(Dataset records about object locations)
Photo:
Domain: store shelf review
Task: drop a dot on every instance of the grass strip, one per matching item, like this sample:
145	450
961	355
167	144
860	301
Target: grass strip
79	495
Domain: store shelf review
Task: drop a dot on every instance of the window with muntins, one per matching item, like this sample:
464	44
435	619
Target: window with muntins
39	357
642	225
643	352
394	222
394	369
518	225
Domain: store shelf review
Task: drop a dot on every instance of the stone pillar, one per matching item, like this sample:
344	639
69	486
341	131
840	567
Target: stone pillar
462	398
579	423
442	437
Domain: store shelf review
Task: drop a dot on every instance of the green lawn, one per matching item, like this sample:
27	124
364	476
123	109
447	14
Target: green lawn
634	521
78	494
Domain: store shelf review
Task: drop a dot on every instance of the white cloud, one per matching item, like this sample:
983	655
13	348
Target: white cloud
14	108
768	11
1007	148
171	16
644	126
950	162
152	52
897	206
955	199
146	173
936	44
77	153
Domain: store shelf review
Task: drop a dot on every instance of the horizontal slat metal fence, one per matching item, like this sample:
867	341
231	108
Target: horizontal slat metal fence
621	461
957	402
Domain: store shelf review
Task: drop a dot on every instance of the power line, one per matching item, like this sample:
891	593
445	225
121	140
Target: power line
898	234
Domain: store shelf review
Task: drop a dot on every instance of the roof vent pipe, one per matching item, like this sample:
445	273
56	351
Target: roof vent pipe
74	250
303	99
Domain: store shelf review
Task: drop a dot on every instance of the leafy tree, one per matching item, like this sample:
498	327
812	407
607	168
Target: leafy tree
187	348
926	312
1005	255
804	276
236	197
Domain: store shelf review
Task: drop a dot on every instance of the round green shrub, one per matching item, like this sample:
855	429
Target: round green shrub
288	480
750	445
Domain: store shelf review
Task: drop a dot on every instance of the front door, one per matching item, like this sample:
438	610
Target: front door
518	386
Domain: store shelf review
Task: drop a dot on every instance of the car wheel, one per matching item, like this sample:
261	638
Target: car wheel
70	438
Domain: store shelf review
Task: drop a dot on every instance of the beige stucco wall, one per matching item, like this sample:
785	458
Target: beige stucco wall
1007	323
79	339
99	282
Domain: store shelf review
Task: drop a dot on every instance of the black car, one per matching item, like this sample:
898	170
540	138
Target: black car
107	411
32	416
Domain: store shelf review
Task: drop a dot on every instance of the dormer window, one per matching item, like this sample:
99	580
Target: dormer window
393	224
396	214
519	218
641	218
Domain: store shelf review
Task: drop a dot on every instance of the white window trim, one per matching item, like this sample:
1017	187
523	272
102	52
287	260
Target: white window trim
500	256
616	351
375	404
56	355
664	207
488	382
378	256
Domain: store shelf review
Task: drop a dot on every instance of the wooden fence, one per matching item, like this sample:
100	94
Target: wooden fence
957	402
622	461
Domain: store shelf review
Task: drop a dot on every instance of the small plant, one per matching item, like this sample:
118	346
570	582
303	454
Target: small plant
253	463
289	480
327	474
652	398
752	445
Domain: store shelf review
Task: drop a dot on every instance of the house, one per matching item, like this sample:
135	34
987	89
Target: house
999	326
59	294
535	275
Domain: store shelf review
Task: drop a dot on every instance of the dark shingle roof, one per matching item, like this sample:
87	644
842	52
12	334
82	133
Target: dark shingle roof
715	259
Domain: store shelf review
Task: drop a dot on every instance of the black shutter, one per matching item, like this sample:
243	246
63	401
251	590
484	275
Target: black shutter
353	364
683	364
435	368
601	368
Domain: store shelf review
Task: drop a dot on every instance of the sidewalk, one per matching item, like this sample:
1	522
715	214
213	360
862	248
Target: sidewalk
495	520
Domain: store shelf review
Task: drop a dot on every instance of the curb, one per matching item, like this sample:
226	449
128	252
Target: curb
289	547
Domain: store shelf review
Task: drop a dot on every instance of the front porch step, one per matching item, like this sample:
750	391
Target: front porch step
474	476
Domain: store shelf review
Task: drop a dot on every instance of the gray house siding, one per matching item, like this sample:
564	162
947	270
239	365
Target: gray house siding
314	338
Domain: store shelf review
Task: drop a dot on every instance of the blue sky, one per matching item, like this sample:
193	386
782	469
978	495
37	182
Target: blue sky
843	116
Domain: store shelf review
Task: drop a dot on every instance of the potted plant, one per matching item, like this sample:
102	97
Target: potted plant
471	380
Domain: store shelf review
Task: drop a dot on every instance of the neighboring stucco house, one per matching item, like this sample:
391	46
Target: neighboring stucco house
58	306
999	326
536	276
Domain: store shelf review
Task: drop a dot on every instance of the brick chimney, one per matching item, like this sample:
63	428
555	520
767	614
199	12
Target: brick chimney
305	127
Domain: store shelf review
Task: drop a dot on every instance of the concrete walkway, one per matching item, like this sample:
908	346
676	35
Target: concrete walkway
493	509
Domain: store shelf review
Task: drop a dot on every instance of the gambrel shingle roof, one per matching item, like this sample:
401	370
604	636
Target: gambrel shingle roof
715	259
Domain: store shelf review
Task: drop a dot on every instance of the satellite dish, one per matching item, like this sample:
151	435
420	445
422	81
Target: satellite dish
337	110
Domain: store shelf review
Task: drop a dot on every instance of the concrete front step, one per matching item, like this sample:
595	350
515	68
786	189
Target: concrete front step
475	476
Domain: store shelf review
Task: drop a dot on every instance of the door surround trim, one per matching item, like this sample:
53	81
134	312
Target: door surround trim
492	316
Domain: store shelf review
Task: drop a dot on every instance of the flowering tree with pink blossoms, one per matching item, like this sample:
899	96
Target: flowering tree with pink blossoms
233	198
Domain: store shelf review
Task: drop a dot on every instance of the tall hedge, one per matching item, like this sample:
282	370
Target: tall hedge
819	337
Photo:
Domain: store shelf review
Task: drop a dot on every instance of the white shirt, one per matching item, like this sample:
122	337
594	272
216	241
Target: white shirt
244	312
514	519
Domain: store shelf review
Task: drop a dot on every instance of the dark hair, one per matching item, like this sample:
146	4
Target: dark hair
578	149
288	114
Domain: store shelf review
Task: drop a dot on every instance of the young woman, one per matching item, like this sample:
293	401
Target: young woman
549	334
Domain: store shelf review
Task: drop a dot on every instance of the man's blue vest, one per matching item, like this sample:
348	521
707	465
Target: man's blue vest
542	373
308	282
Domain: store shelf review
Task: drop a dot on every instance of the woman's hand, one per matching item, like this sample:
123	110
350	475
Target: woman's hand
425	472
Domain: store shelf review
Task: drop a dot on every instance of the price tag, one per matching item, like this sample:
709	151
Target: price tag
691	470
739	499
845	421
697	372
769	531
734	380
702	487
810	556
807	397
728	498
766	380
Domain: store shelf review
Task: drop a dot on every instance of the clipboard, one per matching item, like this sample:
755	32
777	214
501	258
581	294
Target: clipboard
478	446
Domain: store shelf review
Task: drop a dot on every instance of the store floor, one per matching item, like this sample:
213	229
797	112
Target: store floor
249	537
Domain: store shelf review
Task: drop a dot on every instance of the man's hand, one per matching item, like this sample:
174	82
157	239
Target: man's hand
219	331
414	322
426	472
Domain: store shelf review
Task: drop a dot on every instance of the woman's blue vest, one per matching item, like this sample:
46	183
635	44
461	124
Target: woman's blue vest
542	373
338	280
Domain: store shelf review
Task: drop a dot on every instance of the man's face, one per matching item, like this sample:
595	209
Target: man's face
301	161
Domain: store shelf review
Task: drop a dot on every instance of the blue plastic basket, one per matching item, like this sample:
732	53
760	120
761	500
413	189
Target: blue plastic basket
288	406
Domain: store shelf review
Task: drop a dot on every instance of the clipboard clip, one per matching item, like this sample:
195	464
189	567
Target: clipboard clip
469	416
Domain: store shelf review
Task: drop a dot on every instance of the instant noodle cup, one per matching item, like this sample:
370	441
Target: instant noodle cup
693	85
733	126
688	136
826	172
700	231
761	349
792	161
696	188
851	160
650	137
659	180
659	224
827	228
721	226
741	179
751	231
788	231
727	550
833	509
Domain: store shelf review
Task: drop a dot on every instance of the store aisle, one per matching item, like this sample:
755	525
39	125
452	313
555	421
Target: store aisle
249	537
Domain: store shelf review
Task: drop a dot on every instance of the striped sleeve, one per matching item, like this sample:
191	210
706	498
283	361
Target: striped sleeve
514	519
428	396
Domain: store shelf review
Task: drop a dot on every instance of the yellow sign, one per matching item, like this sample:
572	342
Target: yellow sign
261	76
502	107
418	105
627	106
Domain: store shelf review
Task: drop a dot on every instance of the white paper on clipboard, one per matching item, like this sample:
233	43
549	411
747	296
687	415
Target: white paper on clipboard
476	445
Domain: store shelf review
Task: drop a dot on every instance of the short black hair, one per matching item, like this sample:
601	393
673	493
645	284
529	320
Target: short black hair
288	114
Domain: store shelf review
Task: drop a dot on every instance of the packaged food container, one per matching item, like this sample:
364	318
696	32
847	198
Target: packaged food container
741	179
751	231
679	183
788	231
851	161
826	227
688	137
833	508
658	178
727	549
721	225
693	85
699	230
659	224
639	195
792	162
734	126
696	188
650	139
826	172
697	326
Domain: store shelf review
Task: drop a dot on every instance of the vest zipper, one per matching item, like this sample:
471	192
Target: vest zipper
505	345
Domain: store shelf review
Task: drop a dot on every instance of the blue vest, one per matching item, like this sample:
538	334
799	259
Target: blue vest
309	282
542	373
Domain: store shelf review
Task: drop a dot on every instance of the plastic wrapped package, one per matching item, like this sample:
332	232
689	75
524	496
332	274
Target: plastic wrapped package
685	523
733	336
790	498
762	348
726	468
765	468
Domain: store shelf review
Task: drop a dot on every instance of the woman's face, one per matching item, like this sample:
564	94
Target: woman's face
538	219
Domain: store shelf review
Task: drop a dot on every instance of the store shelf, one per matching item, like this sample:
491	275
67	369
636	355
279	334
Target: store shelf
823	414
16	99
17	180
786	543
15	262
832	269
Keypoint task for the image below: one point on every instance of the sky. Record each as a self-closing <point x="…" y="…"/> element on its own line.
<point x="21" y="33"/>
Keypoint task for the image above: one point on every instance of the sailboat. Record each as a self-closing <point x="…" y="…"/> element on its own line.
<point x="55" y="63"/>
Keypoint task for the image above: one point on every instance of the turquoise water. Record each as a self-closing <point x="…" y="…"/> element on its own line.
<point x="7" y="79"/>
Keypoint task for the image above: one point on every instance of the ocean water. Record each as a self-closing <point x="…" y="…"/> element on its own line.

__WHAT THE TASK ASKS__. Repeat the lines from the one containing "Keypoint task for the image below: one" through the end of the listing, exactly and without any other lines; both ends are included.

__TASK ANSWER__.
Keypoint task for the image below: one point on every instance of the sky. Record each as a self-closing <point x="…" y="…"/> element on its own line.
<point x="21" y="33"/>
Keypoint task for the image above: one point on every instance of the sailboat. Record each as a self-closing <point x="…" y="…"/> element on its own line.
<point x="55" y="63"/>
Keypoint task for the image above: one point on every instance of the turquoise water. Record each as a self-closing <point x="…" y="…"/> element on its own line.
<point x="7" y="79"/>
Keypoint task for the image above: one point on every instance of the ocean water. Record each as a self-closing <point x="…" y="…"/> element on its own line.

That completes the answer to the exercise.